Segment Open

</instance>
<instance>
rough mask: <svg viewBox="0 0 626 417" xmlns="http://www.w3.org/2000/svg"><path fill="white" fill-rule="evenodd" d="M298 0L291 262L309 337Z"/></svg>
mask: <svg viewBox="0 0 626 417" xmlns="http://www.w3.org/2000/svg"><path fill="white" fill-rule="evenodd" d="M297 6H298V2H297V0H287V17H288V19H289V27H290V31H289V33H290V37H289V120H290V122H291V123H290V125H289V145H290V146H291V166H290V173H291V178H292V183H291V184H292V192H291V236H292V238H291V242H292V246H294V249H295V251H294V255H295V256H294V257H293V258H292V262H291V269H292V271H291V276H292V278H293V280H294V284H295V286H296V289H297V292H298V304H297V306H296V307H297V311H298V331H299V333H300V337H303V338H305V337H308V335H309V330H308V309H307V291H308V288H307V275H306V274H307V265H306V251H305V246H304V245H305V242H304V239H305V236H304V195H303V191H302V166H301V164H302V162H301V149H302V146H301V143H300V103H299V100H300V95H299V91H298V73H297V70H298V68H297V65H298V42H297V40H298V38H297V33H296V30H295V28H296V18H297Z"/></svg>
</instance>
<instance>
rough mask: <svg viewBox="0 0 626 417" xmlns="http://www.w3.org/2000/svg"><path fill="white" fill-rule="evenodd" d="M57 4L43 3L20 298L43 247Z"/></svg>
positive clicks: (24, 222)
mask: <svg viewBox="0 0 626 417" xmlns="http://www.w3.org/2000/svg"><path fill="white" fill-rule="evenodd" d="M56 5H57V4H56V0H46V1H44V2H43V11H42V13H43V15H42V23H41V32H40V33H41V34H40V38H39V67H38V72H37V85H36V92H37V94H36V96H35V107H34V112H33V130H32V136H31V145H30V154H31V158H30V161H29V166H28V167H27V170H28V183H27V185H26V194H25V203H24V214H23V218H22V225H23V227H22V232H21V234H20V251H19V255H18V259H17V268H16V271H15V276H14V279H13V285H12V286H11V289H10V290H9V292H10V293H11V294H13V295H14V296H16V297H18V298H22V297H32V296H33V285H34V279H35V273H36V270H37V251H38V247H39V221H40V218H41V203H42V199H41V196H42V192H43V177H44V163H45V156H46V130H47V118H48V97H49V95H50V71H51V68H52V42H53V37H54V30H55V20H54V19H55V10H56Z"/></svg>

Segment Closed

Produce a verbatim copy of all the material.

</instance>
<instance>
rough mask: <svg viewBox="0 0 626 417" xmlns="http://www.w3.org/2000/svg"><path fill="white" fill-rule="evenodd" d="M298 0L291 262L309 337Z"/></svg>
mask: <svg viewBox="0 0 626 417" xmlns="http://www.w3.org/2000/svg"><path fill="white" fill-rule="evenodd" d="M297 6H298V2H297V0H287V17H288V19H289V27H290V31H289V33H290V37H289V120H290V122H291V123H290V125H289V145H290V146H291V166H290V173H291V178H292V183H291V184H292V192H291V236H292V238H291V242H292V246H294V249H295V251H294V255H295V256H294V257H293V258H292V262H291V269H292V271H291V276H292V278H293V280H294V284H295V286H296V289H297V292H298V304H297V306H296V307H297V311H298V331H299V333H300V337H303V338H305V337H308V335H309V330H308V309H307V291H308V288H307V275H306V274H307V265H306V251H305V246H304V245H305V242H304V239H305V236H304V195H303V191H302V166H301V164H302V162H301V149H302V146H301V143H300V103H299V100H300V95H299V91H298V73H297V70H298V68H297V65H298V42H297V40H298V38H297V33H296V30H295V28H296V18H297Z"/></svg>
</instance>
<instance>
rough mask: <svg viewBox="0 0 626 417" xmlns="http://www.w3.org/2000/svg"><path fill="white" fill-rule="evenodd" d="M57 4L43 3L20 298L43 247Z"/></svg>
positive clicks: (24, 222)
mask: <svg viewBox="0 0 626 417" xmlns="http://www.w3.org/2000/svg"><path fill="white" fill-rule="evenodd" d="M56 5H57V4H56V0H46V1H44V2H43V11H42V13H43V15H42V23H41V32H40V33H41V34H40V38H39V67H38V72H37V85H36V92H37V94H36V96H35V107H34V112H33V130H32V136H31V145H30V154H31V158H30V161H29V166H28V167H27V170H28V183H27V185H26V194H25V203H24V214H23V218H22V225H23V227H22V232H21V234H20V251H19V255H18V259H17V268H16V271H15V276H14V279H13V285H12V286H11V289H10V290H9V292H10V293H11V294H13V295H14V296H16V297H18V298H22V297H32V296H33V285H34V279H35V273H36V270H37V251H38V247H39V221H40V218H41V203H42V199H41V196H42V192H43V177H44V163H45V156H46V130H47V118H48V97H49V95H50V71H51V68H52V42H53V37H54V30H55V20H54V19H55V10H56Z"/></svg>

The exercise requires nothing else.